[Named object pointing entries]
※
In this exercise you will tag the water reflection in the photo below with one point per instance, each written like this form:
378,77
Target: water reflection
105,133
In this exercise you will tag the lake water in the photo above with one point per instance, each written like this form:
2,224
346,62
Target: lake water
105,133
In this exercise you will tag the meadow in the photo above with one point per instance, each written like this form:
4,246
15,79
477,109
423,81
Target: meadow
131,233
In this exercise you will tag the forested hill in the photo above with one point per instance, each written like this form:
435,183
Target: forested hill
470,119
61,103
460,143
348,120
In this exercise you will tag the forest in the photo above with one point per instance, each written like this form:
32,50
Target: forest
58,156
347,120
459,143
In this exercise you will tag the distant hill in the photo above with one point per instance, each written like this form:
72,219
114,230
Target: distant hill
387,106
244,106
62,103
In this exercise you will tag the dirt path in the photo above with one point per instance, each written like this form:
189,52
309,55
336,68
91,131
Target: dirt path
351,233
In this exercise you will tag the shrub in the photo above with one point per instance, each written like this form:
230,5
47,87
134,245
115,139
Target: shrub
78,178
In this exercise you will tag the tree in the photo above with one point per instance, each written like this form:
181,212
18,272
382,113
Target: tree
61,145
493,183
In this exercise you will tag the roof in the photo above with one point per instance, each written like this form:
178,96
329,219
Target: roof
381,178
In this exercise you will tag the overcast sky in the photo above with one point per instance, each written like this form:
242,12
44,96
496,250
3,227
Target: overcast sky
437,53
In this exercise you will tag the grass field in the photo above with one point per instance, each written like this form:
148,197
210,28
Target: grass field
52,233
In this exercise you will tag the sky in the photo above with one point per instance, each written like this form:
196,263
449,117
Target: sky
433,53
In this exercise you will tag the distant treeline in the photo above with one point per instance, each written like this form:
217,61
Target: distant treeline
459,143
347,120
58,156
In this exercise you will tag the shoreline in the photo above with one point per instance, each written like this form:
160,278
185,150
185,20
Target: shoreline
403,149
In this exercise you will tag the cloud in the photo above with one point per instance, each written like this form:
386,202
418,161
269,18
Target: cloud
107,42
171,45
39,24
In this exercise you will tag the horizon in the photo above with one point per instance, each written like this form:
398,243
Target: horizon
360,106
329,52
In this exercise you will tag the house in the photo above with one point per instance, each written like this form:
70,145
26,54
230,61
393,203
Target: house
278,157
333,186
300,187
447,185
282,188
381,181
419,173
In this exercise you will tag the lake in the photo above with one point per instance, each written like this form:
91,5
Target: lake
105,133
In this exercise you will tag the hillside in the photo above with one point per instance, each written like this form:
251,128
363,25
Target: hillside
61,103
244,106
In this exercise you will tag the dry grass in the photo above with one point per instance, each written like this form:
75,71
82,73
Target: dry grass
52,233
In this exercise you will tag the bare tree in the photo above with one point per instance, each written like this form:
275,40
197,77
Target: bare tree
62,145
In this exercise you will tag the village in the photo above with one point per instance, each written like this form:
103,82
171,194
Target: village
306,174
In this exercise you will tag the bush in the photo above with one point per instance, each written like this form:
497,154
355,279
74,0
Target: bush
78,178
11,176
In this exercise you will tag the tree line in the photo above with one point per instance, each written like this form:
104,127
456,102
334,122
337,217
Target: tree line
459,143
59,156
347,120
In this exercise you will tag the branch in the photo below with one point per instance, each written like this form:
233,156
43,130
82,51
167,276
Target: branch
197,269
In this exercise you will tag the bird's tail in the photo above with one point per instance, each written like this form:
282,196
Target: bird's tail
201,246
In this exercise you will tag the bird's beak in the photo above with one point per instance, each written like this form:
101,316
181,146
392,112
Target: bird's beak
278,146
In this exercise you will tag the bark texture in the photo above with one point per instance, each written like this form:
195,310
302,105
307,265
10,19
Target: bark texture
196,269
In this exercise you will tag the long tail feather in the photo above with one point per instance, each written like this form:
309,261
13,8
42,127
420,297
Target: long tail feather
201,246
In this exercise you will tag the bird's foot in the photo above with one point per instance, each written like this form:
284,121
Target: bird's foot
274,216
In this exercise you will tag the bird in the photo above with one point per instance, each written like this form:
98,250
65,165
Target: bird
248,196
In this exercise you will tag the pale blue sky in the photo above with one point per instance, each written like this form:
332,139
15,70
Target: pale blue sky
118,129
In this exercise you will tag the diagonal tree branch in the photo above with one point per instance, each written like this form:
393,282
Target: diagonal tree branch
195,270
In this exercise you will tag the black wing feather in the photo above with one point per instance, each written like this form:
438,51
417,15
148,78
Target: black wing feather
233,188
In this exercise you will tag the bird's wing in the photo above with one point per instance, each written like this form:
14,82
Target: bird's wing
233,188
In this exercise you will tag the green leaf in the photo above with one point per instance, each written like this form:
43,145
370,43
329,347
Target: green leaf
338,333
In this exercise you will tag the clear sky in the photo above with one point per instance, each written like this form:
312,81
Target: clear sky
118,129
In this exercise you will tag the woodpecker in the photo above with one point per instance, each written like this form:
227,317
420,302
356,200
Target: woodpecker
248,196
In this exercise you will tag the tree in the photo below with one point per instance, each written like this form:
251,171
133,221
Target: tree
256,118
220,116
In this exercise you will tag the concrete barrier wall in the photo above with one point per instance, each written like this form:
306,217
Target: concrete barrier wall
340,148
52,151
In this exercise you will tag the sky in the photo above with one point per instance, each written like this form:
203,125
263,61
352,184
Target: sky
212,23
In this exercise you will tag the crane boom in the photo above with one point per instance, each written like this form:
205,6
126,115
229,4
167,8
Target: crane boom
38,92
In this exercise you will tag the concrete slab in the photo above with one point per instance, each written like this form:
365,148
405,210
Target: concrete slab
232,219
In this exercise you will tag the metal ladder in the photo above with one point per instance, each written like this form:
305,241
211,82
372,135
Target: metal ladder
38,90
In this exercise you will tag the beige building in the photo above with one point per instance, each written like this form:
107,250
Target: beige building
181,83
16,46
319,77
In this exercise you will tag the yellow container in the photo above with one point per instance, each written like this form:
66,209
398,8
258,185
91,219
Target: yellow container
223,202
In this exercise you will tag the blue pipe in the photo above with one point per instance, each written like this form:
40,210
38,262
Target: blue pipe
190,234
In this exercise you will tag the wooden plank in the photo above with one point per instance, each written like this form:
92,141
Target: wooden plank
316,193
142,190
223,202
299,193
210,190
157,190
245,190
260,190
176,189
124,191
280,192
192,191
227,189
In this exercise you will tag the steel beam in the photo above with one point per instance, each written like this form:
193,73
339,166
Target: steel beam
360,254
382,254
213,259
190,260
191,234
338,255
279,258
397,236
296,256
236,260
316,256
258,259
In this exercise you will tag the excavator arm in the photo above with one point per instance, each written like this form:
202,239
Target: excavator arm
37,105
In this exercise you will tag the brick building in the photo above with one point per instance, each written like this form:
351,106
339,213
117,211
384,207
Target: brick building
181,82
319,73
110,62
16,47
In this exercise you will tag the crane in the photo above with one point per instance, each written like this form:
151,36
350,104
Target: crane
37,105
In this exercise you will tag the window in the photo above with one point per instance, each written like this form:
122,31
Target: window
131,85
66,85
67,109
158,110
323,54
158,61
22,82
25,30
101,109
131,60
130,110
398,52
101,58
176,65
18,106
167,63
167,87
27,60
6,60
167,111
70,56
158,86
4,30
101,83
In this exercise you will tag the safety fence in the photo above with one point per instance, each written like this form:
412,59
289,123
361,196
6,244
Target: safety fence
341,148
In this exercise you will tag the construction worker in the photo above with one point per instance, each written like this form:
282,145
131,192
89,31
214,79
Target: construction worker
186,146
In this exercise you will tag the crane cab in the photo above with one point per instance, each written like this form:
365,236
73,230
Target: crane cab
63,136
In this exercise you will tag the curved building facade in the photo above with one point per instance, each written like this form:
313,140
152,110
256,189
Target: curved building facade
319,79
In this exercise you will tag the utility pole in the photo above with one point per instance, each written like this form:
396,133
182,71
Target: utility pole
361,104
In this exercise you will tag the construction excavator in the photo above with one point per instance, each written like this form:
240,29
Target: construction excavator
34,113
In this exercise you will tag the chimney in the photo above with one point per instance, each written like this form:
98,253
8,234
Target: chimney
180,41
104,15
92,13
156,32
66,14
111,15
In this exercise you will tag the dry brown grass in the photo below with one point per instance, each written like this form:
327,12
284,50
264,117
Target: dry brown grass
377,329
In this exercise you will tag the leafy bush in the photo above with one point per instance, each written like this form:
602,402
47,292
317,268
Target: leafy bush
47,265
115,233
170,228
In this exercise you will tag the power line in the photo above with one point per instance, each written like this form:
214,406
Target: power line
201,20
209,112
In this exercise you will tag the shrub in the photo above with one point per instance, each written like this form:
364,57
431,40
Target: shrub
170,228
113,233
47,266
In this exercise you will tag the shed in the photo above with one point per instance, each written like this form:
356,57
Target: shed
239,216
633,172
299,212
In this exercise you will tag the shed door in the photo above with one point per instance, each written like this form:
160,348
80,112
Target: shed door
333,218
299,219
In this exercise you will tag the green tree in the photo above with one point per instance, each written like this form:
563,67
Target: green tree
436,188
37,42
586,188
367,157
※
Return the line that contains "In this exercise you will tag the shed in" and all lines after it, verbatim, and nothing else.

• [Result below]:
In this exercise you will tag the shed in the photo above with one point per instance, each written like this form:
356,57
Target: shed
239,216
633,172
299,212
In this exercise you will tag the shed door in the photo above with one point per instance, each written like this form:
160,348
80,112
Target: shed door
333,218
299,219
In this exercise you will tag the green tree in the photo above with one point per instance, each written like this form:
563,67
Target: green tree
436,188
37,42
586,188
367,157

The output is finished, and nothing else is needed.